How to pattern match using regular expression in Scala?

I would like to be able to find a match between the first letter of a word, and one of the letters in a group such as "ABC". In pseudocode, this might look something like:
case Process(word) =>
word.firstLetter match {
case([a-c][A-C]) =>
case _ =>
}
}
But how do I grab the first letter in Scala instead of Java? How do I express the regular expression properly? Is it possible to do this within a case class?
You can do this because regular expressions define extractors but you need to define the regex pattern first. I don't have access to a Scala REPL to test this but something like this should work.
val Pattern = "([a-cA-C])".r
word.firstLetter match {
case Pattern(c) => c bound to capture group here
case _ =>
}
Since version 2.10, one can use Scala's string interpolation feature:
implicit class RegexOps(sc: StringContext) {
def r = new util.matching.Regex(sc.parts.mkString, sc.parts.tail.map(_ => "x"): _*)
□ □ □ □ □ □ □
In the passage on Scala pattern matching, replace "pseudocode" with "rough notation" and write out the text between "I would like" and "this should work.", inclusive.

[Segmentation mask data]
□ □ □ □ □ □ □
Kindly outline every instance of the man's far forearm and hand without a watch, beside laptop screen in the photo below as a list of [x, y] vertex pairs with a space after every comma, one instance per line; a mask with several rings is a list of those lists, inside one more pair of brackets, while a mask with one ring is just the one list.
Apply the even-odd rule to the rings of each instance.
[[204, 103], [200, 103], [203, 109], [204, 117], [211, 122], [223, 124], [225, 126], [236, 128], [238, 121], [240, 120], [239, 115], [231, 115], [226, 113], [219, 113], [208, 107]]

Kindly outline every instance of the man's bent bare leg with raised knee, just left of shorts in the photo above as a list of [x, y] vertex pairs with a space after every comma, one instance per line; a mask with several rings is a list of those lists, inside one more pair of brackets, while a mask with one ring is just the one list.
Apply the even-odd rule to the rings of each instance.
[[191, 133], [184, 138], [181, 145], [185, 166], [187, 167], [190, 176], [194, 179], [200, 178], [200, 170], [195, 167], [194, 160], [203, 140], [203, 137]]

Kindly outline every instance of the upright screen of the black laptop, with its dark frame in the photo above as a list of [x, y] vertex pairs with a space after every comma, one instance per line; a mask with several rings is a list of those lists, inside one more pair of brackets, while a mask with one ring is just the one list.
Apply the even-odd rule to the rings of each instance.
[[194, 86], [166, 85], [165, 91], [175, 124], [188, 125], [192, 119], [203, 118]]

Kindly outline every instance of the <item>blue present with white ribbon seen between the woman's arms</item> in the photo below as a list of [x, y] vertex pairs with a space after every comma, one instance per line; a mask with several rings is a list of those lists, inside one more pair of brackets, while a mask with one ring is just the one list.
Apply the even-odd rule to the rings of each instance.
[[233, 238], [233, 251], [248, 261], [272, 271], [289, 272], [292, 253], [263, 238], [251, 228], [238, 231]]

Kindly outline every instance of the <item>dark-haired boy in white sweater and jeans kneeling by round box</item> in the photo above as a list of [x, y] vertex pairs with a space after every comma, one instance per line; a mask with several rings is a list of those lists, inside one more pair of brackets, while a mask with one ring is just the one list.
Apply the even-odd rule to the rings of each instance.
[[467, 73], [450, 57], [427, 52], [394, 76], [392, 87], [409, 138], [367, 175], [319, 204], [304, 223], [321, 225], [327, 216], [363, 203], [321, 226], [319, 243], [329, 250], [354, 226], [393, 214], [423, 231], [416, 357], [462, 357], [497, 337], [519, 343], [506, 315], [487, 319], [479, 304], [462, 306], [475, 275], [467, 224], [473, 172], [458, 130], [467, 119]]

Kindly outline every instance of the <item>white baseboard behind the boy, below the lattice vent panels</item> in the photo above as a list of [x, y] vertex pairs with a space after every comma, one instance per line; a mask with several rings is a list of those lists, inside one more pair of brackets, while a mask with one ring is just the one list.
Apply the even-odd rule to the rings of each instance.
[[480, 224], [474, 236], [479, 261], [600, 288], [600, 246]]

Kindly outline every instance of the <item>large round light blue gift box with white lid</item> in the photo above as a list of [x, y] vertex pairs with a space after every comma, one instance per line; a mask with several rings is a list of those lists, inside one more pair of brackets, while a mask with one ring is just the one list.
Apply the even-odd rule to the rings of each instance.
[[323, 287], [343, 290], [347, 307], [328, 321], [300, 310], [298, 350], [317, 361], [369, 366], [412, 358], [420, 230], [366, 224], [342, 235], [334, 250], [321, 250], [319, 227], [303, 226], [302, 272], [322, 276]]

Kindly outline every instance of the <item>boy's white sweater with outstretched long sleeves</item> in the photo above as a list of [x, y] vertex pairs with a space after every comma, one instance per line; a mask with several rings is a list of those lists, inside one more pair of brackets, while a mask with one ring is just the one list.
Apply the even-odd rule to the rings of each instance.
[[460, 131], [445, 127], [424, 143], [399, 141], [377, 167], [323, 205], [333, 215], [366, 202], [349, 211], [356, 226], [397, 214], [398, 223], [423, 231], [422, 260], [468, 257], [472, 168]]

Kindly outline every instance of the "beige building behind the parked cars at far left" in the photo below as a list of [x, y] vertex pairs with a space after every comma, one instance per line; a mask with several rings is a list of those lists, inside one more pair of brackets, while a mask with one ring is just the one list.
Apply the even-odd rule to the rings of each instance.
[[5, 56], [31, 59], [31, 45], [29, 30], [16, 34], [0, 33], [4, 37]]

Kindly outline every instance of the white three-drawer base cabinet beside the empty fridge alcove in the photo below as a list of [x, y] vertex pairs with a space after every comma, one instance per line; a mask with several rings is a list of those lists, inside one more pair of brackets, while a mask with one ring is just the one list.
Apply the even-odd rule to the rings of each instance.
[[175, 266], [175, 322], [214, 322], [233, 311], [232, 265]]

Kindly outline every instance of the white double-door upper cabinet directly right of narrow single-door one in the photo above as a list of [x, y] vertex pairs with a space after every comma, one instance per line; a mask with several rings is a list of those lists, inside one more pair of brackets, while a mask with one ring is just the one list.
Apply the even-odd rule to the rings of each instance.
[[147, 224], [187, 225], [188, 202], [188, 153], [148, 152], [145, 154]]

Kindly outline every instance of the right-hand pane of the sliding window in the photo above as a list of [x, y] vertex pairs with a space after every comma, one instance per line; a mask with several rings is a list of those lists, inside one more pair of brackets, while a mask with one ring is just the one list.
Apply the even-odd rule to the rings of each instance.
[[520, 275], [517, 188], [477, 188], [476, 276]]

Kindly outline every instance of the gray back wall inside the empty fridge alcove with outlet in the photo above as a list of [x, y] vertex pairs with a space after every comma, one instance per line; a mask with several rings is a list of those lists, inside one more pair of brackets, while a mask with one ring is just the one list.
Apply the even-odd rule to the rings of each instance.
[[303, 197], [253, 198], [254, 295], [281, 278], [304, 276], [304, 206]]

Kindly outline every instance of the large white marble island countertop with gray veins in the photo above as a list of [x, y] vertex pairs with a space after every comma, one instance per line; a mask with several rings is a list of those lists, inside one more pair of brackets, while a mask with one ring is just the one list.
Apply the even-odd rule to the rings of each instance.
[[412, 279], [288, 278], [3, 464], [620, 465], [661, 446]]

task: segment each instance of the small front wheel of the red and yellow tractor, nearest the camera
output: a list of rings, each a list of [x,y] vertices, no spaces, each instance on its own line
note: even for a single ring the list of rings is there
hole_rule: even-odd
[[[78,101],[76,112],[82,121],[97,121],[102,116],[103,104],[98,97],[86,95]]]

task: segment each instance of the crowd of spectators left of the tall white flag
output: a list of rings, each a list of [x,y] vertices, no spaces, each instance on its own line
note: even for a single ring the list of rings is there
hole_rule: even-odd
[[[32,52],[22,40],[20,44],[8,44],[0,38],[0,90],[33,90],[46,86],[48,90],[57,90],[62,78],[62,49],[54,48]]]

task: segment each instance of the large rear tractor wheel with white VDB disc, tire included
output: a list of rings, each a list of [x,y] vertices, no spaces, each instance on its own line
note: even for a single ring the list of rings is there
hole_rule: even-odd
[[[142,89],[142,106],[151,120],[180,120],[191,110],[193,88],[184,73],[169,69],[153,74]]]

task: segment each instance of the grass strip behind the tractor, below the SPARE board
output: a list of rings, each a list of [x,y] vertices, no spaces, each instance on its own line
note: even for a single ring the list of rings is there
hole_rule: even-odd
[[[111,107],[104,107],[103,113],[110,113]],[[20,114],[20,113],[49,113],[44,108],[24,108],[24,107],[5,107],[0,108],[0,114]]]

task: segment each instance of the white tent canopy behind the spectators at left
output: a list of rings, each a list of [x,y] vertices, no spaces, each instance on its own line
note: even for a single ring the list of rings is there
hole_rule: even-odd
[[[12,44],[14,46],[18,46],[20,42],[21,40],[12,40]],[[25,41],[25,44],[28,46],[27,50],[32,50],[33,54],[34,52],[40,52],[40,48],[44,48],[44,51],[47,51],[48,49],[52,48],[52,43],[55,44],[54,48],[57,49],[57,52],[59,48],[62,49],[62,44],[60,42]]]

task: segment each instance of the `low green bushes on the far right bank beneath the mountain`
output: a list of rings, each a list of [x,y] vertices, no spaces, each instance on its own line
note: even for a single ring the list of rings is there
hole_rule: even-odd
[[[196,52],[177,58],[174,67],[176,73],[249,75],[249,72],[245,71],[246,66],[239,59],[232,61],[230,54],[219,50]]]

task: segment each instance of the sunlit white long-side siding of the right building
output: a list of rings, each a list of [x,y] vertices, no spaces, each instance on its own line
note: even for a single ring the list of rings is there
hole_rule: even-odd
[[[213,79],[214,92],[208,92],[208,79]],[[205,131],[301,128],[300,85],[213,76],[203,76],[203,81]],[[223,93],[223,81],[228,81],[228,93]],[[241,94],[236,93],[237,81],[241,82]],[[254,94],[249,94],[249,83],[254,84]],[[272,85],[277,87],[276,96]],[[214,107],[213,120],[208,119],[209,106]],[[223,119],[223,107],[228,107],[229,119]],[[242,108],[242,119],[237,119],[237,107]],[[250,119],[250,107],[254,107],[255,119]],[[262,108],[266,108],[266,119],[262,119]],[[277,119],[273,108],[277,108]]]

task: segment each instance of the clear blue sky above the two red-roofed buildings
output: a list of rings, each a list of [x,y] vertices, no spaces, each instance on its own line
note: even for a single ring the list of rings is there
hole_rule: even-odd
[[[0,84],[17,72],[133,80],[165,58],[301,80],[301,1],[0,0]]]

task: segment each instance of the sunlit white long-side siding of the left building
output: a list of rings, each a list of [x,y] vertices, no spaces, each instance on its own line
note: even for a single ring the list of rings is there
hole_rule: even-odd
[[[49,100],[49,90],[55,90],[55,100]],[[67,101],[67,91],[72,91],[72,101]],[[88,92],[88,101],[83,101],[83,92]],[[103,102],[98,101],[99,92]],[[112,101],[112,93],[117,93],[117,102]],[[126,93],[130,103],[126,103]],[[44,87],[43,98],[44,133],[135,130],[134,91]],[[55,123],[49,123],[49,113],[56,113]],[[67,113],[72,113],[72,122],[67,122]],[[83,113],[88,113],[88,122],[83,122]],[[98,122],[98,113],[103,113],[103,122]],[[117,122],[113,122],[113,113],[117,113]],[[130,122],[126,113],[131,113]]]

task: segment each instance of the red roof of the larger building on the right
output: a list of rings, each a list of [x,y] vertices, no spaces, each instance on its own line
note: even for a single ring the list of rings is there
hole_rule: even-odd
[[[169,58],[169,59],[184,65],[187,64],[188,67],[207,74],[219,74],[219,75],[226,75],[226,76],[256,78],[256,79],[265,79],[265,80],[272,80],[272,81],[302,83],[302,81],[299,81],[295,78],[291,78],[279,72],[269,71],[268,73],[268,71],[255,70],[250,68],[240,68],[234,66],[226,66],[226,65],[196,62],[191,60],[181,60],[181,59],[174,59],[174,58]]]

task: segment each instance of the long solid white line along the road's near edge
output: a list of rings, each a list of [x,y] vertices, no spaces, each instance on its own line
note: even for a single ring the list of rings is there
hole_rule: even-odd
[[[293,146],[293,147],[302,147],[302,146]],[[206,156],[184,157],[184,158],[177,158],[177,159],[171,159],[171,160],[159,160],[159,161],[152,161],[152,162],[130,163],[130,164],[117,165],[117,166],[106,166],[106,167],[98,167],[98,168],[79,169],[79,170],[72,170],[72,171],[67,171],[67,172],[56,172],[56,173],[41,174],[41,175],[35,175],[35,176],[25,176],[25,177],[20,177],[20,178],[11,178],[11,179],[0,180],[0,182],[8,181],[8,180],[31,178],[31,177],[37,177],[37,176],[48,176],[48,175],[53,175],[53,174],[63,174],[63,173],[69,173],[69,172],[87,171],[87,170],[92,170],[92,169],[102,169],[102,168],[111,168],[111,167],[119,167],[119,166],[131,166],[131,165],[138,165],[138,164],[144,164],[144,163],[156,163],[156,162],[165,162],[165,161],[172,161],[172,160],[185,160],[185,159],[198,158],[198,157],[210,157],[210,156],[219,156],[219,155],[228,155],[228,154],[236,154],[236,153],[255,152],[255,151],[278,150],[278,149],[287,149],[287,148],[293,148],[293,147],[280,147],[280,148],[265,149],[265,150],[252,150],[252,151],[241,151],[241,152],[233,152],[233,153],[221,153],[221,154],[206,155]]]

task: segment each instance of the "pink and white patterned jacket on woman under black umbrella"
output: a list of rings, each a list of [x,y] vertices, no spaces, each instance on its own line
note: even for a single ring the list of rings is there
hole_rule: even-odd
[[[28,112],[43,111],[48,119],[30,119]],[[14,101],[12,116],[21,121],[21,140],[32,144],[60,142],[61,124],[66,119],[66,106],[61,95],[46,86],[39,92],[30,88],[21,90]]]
□ □ □ □ □ □ □
Answer to this exercise:
I would like to be able to find a match between the first letter of a word, and one of the letters in a group such as "ABC". In rough notation, this might look something like:
case Process(word) =>
word.firstLetter match {
case([a-c][A-C]) =>
case _ =>
}
}
But how do I grab the first letter in Scala instead of Java? How do I express the regular expression properly? Is it possible to do this within a case class?
You can do this because regular expressions define extractors but you need to define the regex pattern first. I don't have access to a Scala REPL to test this but something like this should work.